Set problem 1:
Decide whether each statement agrees with the post on character and citizenship. For each, answer yes or no and quote the deciding words of the post exactly.
(a) The post says the economist's subject stands outside history.
(b) The post says the political understanding of the subject has three pathways away from the economic one.
(c) The post says the human subject is abstract and disembodied.

August 09, 2003

Beyond economics: character & citizenship

One of the tasks of philosophy.com is to provide a philosophical pathway out of the neo-liberal economics, which is now the hegemonic public philosophy in the world of public affairs. Let me sketch some.

In contrast to neo-liberalism's free market talk of consumers, prices, competition, efficiency and economic reform (eg., to create a national electricity market) and competive market solutions for public policy problems, we have the political talk of citizenship, public reason, democracy, political disagreement, the common good and the good life.

That contrast can be seen in the way we talk about the subject. For the utilitarian economist the subject is taken to be an economic one; a machine motivated by self-interest. This subject stands outside history, has no culture and is indifferent to the concerns of moral community. It's an axiomatic conception, designed to get the deductive logic machine working in terms of working up the mathematical equations to create a model of the competitive economy.

The political understanding of the subject has two pathways away from the economic one.

The first is a realistic move: the human subject is not abstract and disembodied. The political subject---the citizen---is embodied or gendered, belongs to a social class, and is a embedded in a historical and national form of ethical life (family, civil soceity and the state).

Set problem 2:
Repeat the rows, starting with the line that contains "of the dark" and going on through the last line of the rows, both ends included.

Records to use:
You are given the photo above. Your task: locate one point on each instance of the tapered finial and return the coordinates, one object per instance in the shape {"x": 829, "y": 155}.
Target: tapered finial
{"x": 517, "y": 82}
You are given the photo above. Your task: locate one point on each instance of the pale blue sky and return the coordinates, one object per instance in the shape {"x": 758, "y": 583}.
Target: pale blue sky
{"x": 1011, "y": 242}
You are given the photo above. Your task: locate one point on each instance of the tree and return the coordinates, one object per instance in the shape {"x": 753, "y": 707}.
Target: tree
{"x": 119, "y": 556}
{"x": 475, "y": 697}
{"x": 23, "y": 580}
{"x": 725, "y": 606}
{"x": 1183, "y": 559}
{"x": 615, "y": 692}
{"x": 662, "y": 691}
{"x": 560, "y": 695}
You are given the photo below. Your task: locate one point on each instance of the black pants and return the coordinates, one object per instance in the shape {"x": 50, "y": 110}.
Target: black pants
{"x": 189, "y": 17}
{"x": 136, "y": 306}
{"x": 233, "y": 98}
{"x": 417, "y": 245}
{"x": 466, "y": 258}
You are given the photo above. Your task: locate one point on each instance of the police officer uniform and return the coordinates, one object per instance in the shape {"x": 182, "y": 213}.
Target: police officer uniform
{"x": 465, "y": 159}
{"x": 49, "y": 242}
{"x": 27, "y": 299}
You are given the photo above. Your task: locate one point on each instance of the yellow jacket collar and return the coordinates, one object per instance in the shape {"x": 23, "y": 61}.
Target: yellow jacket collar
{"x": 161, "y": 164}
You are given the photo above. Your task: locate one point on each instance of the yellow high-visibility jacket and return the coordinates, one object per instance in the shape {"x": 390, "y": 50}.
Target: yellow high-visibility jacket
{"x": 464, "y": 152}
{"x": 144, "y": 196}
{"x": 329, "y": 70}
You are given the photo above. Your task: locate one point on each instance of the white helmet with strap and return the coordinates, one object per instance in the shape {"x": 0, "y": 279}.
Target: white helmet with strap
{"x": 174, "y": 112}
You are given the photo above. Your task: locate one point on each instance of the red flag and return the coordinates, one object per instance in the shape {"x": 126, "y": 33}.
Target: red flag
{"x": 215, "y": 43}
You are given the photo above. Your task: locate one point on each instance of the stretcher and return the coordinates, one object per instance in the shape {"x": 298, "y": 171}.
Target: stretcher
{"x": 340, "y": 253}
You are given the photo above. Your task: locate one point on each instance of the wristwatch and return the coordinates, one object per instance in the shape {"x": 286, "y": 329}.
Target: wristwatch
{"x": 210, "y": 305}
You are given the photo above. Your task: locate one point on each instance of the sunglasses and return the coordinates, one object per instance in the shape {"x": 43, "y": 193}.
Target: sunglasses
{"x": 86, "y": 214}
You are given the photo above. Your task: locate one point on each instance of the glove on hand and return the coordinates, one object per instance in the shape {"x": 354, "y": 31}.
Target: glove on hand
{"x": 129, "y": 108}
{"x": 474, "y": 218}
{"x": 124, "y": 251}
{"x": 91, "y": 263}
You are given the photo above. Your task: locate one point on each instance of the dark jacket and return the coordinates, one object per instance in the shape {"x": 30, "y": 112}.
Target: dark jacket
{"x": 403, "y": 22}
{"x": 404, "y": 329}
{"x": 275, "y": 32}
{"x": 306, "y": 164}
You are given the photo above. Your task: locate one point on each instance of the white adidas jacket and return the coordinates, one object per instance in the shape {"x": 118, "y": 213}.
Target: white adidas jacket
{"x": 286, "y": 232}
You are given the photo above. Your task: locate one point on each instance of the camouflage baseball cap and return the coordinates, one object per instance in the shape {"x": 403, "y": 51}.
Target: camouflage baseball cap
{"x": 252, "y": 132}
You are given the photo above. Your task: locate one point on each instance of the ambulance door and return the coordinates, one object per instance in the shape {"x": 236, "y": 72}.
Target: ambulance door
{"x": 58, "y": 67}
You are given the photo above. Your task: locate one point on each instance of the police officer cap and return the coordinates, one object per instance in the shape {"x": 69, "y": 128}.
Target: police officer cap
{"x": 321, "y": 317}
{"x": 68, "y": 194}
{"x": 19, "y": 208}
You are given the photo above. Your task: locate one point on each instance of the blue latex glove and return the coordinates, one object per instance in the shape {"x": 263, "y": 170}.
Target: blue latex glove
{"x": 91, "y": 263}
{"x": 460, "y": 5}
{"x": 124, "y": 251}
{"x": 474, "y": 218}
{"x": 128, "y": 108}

Exercise result 1:
(a) Yes: "This subject stands outside history"
(b) No: "The political understanding of the subject has two pathways away from the economic one."
(c) No: "the human subject is not abstract and disembodied"

Exercise result 2:
You are given the photo above. Your task: locate one point on each instance of the dark jacket and return the coordinates, one object per instance in the shape {"x": 30, "y": 112}.
Target: dark jacket
{"x": 403, "y": 22}
{"x": 404, "y": 329}
{"x": 275, "y": 32}
{"x": 306, "y": 164}
You are given the photo above. Your task: locate one point on each instance of the white adidas jacket and return the coordinates, one object per instance in the shape {"x": 118, "y": 213}.
Target: white adidas jacket
{"x": 286, "y": 232}
You are given the photo above. Your task: locate one point on each instance of the camouflage baseball cap and return the coordinates, one object per instance in the shape {"x": 403, "y": 51}.
Target: camouflage baseball cap
{"x": 252, "y": 132}
You are given the photo above. Your task: locate one point on each instance of the ambulance door and return the coordinates, one object per instance in the shape {"x": 236, "y": 72}.
Target: ambulance door
{"x": 58, "y": 67}
You are given the photo above. Your task: locate one point on each instance of the police officer cap and return the coordinates, one object per instance in the shape {"x": 69, "y": 128}.
Target: police officer cap
{"x": 321, "y": 317}
{"x": 68, "y": 194}
{"x": 19, "y": 208}
You are given the photo above. Your task: locate one point on each instance of the blue latex glove and return the coordinates, one object per instance in the shape {"x": 263, "y": 170}.
Target: blue latex glove
{"x": 91, "y": 263}
{"x": 460, "y": 5}
{"x": 124, "y": 251}
{"x": 474, "y": 218}
{"x": 128, "y": 108}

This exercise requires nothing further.